__Kısa görev A__:
Kayıtlarda "Bounding boxes for sky." ifadesinin geçtiği satırdan "[0, 230, 276, 531]" ifadesinin geçtiği satıra kadar, bu satır da dahil, tüm satırları aynen yeniden yazın. Resimleri yanıta almayın.

Lizbon gibi şirin ama küçük bir şehire 3,5 gün ayırdığımız için kalan 1 günlük boşluğumuzu etrafı gezmekle harcamaya karar verdik. Daha sonra kafamıza bir anda esip Sevilla'ya gitmekle sonlanacak yolculuğumuzu Lizbon - Sintra - Cascais - Cabo de Roca (Avrupa kıtasının en batı noktası) - Sevilla ve tekrar Lizbon rotasında gerçekleştirdik. Toplam 1000 kilometrelik yolculuğumuz boyunca Avis'ten kiraladığımız 14.000 kilometredeki Fiesta TDCI'yı farklı koşullarda deneme şansımız oldu. Kısaca rotamızdan bahsettikten sonra, araç hakkındaki izlenimlerimi belirteceğim.
İlk durağımız Sintra. Lizbon'a 30 km uzaklıkta bulunan, 1995'den bu yana Unesco koruması altında olan bu ufak şehir, kalesi ve masalsı şatosu Palacio de Pena'yla turistlerin ilgi odağı olmuş. Bizi ise en çok etkileyen şey, bazı kısımlarında tek arabanın anca geçebildiği iki yanı da ağaçlarla bezenmiş virajlı yolları oldu.
Sintra'da çok fazla vakit harcamadan, Lizbon'luların da kaçış yeri olarak gördükleri, güzel denizi ve plajıyla, sevimli sokaklarıyla Portekiz'de en beğendiğim yer olan Cascais'a (okunuşu kaşkaş, zaten Portekizce inanılmaz zor telaffuz edilen bir dil) geçtik. Sintra ile Cascais arası 15 km.
Cascais'ta da yaklaşık 1 saat harcadıktan sonra, rotamızı en batıya, benim de görmeyi en çok istediğim yerlerden biri olan Cabo da Roca'ya çevirdik. Cascias'tan yine dar virajlı yollarda yaklaşık 15 km gittikten sonra hedefimize ulaştık. Giderken gördüğümüz henüz piyasaya çıkmayan Volvo S60'lar da bizim için güzel bir sürpriz oldu. Bir grup halinde seyahat eden S60'lardan özellikle turuncu renkli olanlar Volvo'ya göre iyi bir pazar payına sahip olacaklar diye düşünüyorum. Neyse, Atlas Okyanusu'ndan gelen gemileri karşılayan haçı, ilginç feneri ve denize karşı ürkütücü uçurumuyla ilgi çeken, ama benim gibi değişik takıntılarınız yoksa sırf o yüzden o kadar yol gidilmesine gerek olmadığını düşündüğüm bir yer Cabo da Roca. En üstteki fotoğrafta arka planda da görebileceğiniz yer.

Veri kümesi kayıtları
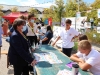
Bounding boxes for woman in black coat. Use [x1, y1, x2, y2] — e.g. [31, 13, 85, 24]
[8, 19, 36, 75]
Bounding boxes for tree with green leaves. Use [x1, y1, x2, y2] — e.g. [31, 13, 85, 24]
[65, 0, 88, 17]
[43, 0, 65, 22]
[87, 0, 100, 25]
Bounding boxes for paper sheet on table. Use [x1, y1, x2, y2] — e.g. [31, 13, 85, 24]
[57, 69, 81, 75]
[34, 52, 63, 64]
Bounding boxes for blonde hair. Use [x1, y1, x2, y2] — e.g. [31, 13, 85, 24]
[78, 40, 91, 50]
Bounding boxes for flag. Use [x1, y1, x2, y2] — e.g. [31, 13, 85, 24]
[98, 9, 100, 18]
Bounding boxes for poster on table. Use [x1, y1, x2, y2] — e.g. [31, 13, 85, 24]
[61, 17, 87, 30]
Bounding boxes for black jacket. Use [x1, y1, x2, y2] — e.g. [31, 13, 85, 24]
[8, 31, 33, 65]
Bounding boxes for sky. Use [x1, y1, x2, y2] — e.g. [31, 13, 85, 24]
[0, 0, 95, 8]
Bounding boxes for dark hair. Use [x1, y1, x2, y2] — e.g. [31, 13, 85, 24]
[79, 34, 88, 41]
[28, 14, 34, 20]
[19, 15, 27, 20]
[47, 26, 53, 33]
[13, 18, 25, 30]
[37, 26, 41, 29]
[41, 23, 44, 26]
[66, 19, 72, 24]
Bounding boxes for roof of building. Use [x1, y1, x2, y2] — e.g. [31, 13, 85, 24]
[0, 4, 44, 12]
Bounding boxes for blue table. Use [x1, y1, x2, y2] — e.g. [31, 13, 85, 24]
[34, 45, 90, 75]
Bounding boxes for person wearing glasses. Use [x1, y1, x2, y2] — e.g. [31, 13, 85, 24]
[8, 19, 36, 75]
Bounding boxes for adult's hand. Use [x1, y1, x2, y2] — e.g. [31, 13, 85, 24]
[52, 42, 55, 46]
[31, 59, 37, 66]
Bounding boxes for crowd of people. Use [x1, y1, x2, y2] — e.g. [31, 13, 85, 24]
[0, 14, 100, 75]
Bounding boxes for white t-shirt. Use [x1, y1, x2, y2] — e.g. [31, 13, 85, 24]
[76, 49, 100, 75]
[60, 28, 79, 48]
[26, 23, 37, 36]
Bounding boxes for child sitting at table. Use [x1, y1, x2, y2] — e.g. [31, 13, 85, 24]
[70, 40, 100, 75]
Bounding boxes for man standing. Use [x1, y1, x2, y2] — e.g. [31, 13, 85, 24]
[52, 19, 79, 57]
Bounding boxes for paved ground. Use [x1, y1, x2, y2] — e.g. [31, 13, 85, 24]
[0, 38, 100, 75]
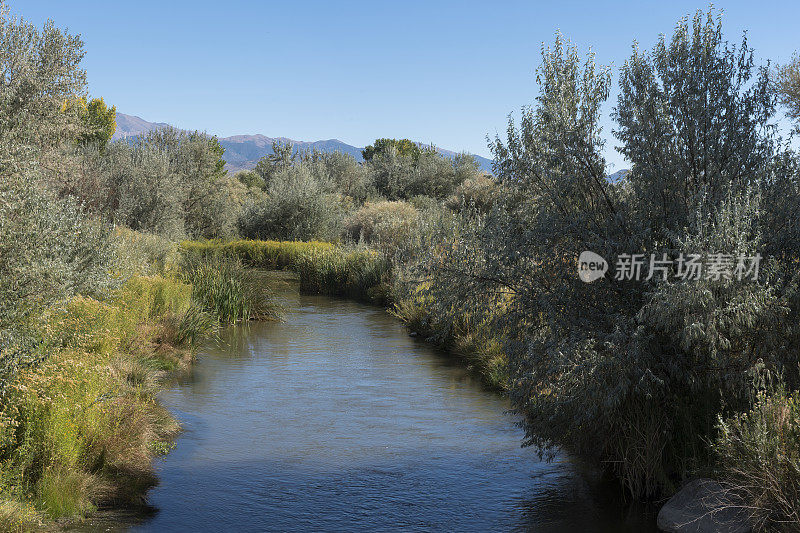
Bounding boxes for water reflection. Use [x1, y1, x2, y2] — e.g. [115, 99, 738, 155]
[70, 280, 653, 532]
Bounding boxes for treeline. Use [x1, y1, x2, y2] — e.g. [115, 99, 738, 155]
[0, 2, 800, 527]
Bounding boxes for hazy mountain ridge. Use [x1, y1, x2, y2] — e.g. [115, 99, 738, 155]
[113, 113, 492, 172]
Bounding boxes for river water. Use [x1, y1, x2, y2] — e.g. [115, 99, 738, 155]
[80, 280, 653, 532]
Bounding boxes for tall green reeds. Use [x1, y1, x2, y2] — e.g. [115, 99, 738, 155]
[183, 254, 278, 324]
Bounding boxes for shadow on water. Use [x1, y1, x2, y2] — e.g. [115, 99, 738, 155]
[69, 278, 655, 532]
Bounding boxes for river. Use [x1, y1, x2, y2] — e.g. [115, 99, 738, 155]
[73, 280, 654, 532]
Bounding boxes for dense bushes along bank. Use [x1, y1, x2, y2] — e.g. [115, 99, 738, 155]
[181, 240, 507, 389]
[0, 230, 276, 531]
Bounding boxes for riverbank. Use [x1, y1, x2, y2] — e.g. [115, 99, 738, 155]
[0, 238, 505, 531]
[0, 276, 194, 531]
[0, 229, 276, 531]
[180, 239, 508, 391]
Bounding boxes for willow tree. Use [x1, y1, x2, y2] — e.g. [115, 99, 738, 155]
[412, 12, 800, 496]
[0, 2, 110, 390]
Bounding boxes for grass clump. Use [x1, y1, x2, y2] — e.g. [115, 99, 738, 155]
[183, 255, 278, 325]
[293, 247, 391, 305]
[0, 276, 209, 531]
[180, 239, 334, 270]
[714, 386, 800, 530]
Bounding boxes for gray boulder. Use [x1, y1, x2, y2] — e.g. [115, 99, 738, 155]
[657, 479, 753, 533]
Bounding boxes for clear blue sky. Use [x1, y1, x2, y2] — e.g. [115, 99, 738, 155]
[8, 0, 800, 168]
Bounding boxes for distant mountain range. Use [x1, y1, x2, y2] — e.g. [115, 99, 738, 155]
[113, 113, 492, 172]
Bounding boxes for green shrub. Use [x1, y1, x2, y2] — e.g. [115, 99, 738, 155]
[293, 248, 391, 304]
[345, 201, 418, 247]
[183, 256, 277, 324]
[714, 387, 800, 530]
[239, 164, 344, 240]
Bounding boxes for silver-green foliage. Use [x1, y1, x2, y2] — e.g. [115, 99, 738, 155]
[239, 163, 344, 240]
[412, 13, 800, 496]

__Kısa görev B__:
Lizbon çevresindeki gezi yazısına göre aşağıdaki soruları yanıtlayın.
(i) Sintra, Lizbon'a kaç kilometre uzaklıktadır?
(ii) Sintra ile Cascais arası kaç kilometredir?
(iii) Yolculukta kullanılan araç hangi firmadan kiralanmıştır?

__Yanıt A__:
Bounding boxes for sky. Use [x1, y1, x2, y2] — e.g. [31, 13, 85, 24]
[0, 0, 95, 8]
Bounding boxes for dark hair. Use [x1, y1, x2, y2] — e.g. [31, 13, 85, 24]
[79, 34, 88, 41]
[28, 14, 34, 20]
[19, 15, 27, 20]
[47, 26, 53, 33]
[13, 18, 25, 30]
[37, 26, 41, 29]
[41, 23, 44, 26]
[66, 19, 72, 24]
Bounding boxes for roof of building. Use [x1, y1, x2, y2] — e.g. [31, 13, 85, 24]
[0, 4, 44, 12]
Bounding boxes for blue table. Use [x1, y1, x2, y2] — e.g. [31, 13, 85, 24]
[34, 45, 90, 75]
Bounding boxes for person wearing glasses. Use [x1, y1, x2, y2] — e.g. [31, 13, 85, 24]
[8, 19, 36, 75]
Bounding boxes for adult's hand. Use [x1, y1, x2, y2] — e.g. [31, 13, 85, 24]
[52, 42, 55, 46]
[31, 59, 37, 66]
Bounding boxes for crowd of people. Use [x1, y1, x2, y2] — e.g. [31, 13, 85, 24]
[0, 14, 100, 75]
Bounding boxes for white t-shirt. Use [x1, y1, x2, y2] — e.g. [31, 13, 85, 24]
[76, 49, 100, 75]
[60, 28, 79, 48]
[26, 23, 37, 36]
Bounding boxes for child sitting at table. Use [x1, y1, x2, y2] — e.g. [31, 13, 85, 24]
[70, 40, 100, 75]
Bounding boxes for man standing. Use [x1, y1, x2, y2] — e.g. [31, 13, 85, 24]
[52, 19, 79, 57]
Bounding boxes for paved ground. Use [x1, y1, x2, y2] — e.g. [31, 13, 85, 24]
[0, 38, 100, 75]
Bounding boxes for water reflection. Use [x1, y1, x2, y2] — e.g. [115, 99, 738, 155]
[70, 280, 653, 532]
Bounding boxes for treeline. Use [x1, y1, x2, y2] — e.g. [115, 99, 738, 155]
[0, 2, 800, 527]
Bounding boxes for hazy mountain ridge. Use [x1, y1, x2, y2] — e.g. [115, 99, 738, 155]
[113, 113, 492, 172]
Bounding boxes for river water. Use [x1, y1, x2, y2] — e.g. [115, 99, 738, 155]
[80, 280, 653, 532]
Bounding boxes for tall green reeds. Use [x1, y1, x2, y2] — e.g. [115, 99, 738, 155]
[183, 254, 278, 324]
Bounding boxes for shadow on water. Use [x1, y1, x2, y2] — e.g. [115, 99, 738, 155]
[69, 278, 655, 532]
Bounding boxes for river. Use [x1, y1, x2, y2] — e.g. [115, 99, 738, 155]
[73, 280, 654, 532]
Bounding boxes for dense bushes along bank. Use [x1, y1, x2, y2] — e.g. [115, 99, 738, 155]
[181, 240, 507, 389]
[0, 230, 276, 531]

__Yanıt B__:
(i) 30 km.
(ii) 15 km.
(iii) Avis'ten.